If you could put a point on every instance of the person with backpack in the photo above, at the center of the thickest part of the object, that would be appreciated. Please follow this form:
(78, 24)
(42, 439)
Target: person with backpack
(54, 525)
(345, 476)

○ ○ ○

[Work item]:
Repeat the material in full, exactly as it stands.

[Solved problem]:
If you could put a point on every instance of the person with backpack in the photo above, at the center of the thickest part of the object, that would be appreciated. Please follow this form:
(78, 24)
(42, 439)
Target: person with backpack
(54, 525)
(345, 476)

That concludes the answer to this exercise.